PAGE EXCERPT
┄┄┄┄┄┄┄┄┄┄
I look at the work of leading scientists, economists and management consultants in trying to understand why these areas remain problematic and establish what can be done to ensure better outcomes. In particular, why is it that project planners routinely fail to produce realistic estimates of how long a project will take and how much it will cost even though they know, or should know, that similar projects have overrun in the past?
I look at reference class forecasting (RCF) and whether asking planners to compare their working estimates to similar past projects is likely to improve outcomes.
Finally, I consider the potential challenges associated with applying RCF in practice together with some of the related legal issues that could arise in the context of ICT projects.
I am a lawyer (who knows his limits) and not a scientist, economist or management consultant. Considerable reliance has therefore been placed on the published work of leading scholars such as Professor Bent Flyvbjerg of Oxford University's Saïd Business School and his colleague, Alexander Budzier. This description of RCF and how it works in practice is fairly rudimentary but I hope that it is true to the underlying theory and serves as a catalyst for discussion on whether RCF should be adopted by the ICT industry.
┄┄┄┄┄┄┄┄┄┄
DATA ROWS

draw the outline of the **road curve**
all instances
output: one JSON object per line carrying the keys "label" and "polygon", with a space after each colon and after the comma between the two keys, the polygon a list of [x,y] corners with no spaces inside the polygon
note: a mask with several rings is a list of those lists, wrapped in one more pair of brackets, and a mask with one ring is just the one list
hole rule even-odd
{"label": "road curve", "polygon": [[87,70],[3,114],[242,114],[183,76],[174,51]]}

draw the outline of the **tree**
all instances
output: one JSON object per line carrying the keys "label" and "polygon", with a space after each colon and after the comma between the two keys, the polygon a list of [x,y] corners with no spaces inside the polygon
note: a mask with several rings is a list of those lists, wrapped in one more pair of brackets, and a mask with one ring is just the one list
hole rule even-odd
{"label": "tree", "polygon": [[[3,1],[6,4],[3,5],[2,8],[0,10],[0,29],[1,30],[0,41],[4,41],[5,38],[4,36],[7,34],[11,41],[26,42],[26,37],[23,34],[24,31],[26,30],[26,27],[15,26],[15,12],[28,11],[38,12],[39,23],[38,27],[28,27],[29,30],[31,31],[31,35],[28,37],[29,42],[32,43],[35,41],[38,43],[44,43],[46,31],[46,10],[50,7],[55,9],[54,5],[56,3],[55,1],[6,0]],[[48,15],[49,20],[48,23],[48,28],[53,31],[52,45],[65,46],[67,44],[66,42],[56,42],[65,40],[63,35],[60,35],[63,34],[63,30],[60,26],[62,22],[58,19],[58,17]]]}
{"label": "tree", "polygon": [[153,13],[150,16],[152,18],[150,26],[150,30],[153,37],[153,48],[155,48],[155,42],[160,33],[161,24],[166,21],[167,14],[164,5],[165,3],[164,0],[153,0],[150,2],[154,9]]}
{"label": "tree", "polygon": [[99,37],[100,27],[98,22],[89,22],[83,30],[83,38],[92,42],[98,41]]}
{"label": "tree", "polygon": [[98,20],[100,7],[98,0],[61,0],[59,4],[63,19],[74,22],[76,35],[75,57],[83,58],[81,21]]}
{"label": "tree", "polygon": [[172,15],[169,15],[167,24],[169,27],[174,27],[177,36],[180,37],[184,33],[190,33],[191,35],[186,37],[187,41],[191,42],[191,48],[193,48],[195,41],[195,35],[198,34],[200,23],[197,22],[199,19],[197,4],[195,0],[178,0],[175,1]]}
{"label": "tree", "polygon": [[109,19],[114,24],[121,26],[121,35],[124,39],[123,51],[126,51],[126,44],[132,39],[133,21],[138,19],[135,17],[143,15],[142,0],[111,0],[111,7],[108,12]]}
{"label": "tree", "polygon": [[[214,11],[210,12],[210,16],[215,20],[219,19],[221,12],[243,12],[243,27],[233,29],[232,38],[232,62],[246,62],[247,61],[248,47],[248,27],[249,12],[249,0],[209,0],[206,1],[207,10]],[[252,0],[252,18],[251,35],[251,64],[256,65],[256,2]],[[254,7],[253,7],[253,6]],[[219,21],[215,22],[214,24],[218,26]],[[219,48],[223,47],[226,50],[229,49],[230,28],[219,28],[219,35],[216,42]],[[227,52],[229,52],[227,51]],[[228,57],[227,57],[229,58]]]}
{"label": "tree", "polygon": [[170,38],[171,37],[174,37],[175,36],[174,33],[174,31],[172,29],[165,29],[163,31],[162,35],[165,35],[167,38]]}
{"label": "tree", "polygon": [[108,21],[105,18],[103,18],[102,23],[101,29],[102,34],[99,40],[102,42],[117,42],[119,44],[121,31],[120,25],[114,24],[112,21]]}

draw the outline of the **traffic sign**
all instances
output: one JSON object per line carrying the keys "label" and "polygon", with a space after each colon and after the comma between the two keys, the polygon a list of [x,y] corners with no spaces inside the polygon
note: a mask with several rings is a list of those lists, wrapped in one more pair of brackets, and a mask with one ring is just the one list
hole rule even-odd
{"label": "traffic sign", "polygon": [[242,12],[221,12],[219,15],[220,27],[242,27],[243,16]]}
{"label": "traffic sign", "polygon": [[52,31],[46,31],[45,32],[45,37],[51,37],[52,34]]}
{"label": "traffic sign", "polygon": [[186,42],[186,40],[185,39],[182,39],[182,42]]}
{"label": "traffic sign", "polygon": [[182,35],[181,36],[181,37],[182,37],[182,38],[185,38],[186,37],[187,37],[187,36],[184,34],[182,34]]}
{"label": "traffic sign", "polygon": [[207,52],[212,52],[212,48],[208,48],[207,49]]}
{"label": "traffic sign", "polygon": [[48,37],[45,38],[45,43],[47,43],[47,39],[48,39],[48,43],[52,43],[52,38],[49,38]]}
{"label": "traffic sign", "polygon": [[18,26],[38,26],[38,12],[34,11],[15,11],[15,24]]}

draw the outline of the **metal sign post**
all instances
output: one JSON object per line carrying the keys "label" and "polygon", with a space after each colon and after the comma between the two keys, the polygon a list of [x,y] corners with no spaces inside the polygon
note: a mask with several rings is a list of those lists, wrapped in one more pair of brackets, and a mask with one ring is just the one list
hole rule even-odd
┄┄┄┄┄┄┄┄┄┄
TASKS TO CARRY OUT
- A) Reproduce the passage on reference class forecasting word for word, starting with "I look at the" and going on through "of ICT projects.".
- B) Carry on the passage on reference class forecasting from its final sentence.

OUTPUTS FOR THE TASKS
- A)
I look at the work of leading scientists, economists and management consultants in trying to understand why these areas remain problematic and establish what can be done to ensure better outcomes. In particular, why is it that project planners routinely fail to produce realistic estimates of how long a project will take and how much it will cost even though they know, or should know, that similar projects have overrun in the past?
I look at reference class forecasting (RCF) and whether asking planners to compare their working estimates to similar past projects is likely to improve outcomes.
Finally, I consider the potential challenges associated with applying RCF in practice together with some of the related legal issues that could arise in the context of ICT projects.

- B)
ICT projects – Overruns and Disputes
One does not need to look too far to find compelling evidence that time and cost overruns remain highly problematic in ICT projects.
Take, for example, the often cited study by Flyvbjerg and Budzier which is summarised in the September 2011 issue of the Harvard Business Review. Flyvbjerg and Budzier looked at 1,471 IT projects from around the world, comparing budgets and estimated performance benefits with actual costs and results. They found that, whilst the average cost overrun was 27%, one in six projects was a 'Black Swan' with a cost overrun of 200% and scheduling overrun (or delay) of 70%.
In a separate article on 'Megaprojects'1Flyvbjerg gave several examples of high-profile projects with substantial cost overruns, including the NHS IT system where the overrun was a staggering 400-700%.
And ICT projects are not alone. Cost overruns for the Channel Tunnel and Sydney Opera House (going way back) were 80% and 1400% respectively.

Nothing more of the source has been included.